* **TEKS HALAMAN**:
______________________________

Site icon Jernih.co

Wara’, Sikap Terpuji yang Bukan Monopoli Kaum Sufi

Ilustrasi

Diriwayatkan pula bahwa al-Busthami berkata,”Aku sama sekali tidak pernah menampar permukaan air. Aku pernah bilang bahwa sesungguhnya air diciptakan untuk pelaksanaan ketaatan. Bagaimana mungkin aku memperlakukannya dengan kasar? Bila melihat rerumputan hijau, aku selalu berkata, “Rumput-rumput itu sedang memanjatkan pujian kepada Allah padahal mereka tidak pernah melakukan dosa. Bagaimana mungka orang yang berdosa seperti aku menduduki mereka?”

JERNIH—Seorang ulama salaf menyebutkan bahwa hikmah terdiri dari tiga unsur, yakni merasa malu kepada Zat Yang Maha Memiliki Lagi Maha Perkasa, menjaga kehormatan Nabi SAW sebagai manusia pilihan, serta memelihara hak-hak keluarga, keturunan, dan tetangga.

Pendapat lainnya mengatakan, hikmah adalah sikap warak (wara’), yang sering dilekatkan sebagai salah satu sikap para sufi yang terjaga.

Abi Abdullah berkata, “Pangkal wara’ ada empat: menjaga lidah dari menggunjing dan berbohong, menjaga akhlak dari hal yang haram dan syubhat, menjaga kemaluan dari perbuatan nista dan zina, serta menjaga hati dari kedengkian dan permusuhan.”

Dikatakan, “Jangan berbuat sesuatu  yang meragukan, jangan memakan sesuatu yang meragukan, dan jangan berbicara sesuatu yang meragukan!”

Di antara orang yang memiliki sifat warak adalah Abu Yazid al-Busthami. Suatu kali ia hendak menjemur baju yang baru dicucinya di atas dinding rumah milik orang lain, namun ia segera berkata kepada dirinya, “Tidak boleh tanpa izin yang punya dinding ini!”

Ia lalu beralih hendak menjemur bajunya di atas dinding masjid, tetapi ia segera berkata kepada dirinya, “Jangan! Masjid ini dibangun bukan untuk dijadikan jemuran.” Ia kemudian memegang bajunya itu sambil berdiri di bawah terik matahari. Beberapa saat kemudian, ia menyadari bahwa bayangan dirinya dan bajunya mengenai sekelompok orang, sehingga ia khawatir mereka merasa terganggu dengan bayangan dirinya dan bajunya. Ia pun berkata, “Ini tidak boleh.” Akhirnya ia pergi ke padang pasir dan berdiri di sana di bawah terik matahari sampai bajunya kering.

Diriwayatkan pula bahwa al-Busthami berkata,”Aku sama sekali tidak pernah menampar permukaan air. Aku pernah bilang bahwa sesungguhnya air diciptakan untuk pelaksanaan ketaatan. Bagaimana mungkin aku memperlakukannya dengan kasar? Bila melihat rerumputan hijau, aku selalu berkata, “Rumput-rumput itu sedang memanjatkan pujian kepada Allah padahal mereka tidak pernah melakukan dosa. Bagaimana mungka orang yang berdosa seperti aku menduduki mereka?”

______________________________

* **BLOK DATA**:
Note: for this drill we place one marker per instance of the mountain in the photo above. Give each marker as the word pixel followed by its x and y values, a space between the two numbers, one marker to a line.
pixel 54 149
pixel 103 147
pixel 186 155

______________________________

* **BAGIAN LATIHAN**:
(1) Menurut teks halaman, ke mana Abu Yazid al-Busthami akhirnya pergi untuk mengeringkan bajunya?
(2) Tuliskan ulang paragraf teks halaman yang diawali “Ia lalu beralih hendak menjemur” dalam bentuk butir-butir singkat. Pertahankan fakta utamanya.
Listing di atas berasal dari sumber lain, bukan dari teks halaman.

* **JAWABAN YANG DIHARAPKAN**:
(1) Ia pergi ke padang pasir dan berdiri di bawah terik matahari sampai bajunya kering.

(2)
- Abu Yazid al-Busthami hendak menjemur bajunya di atas dinding masjid. Ia mengurungkannya karena masjid tidak dibangun untuk dijadikan jemuran.
- Ia lalu memegang bajunya sambil berdiri di bawah terik matahari.
- Ia menyadari bayangan dirinya dan bajunya mengenai sekelompok orang, lalu khawatir mereka merasa terganggu.
- Akhirnya ia pergi ke padang pasir dan berdiri di bawah terik matahari sampai bajunya kering.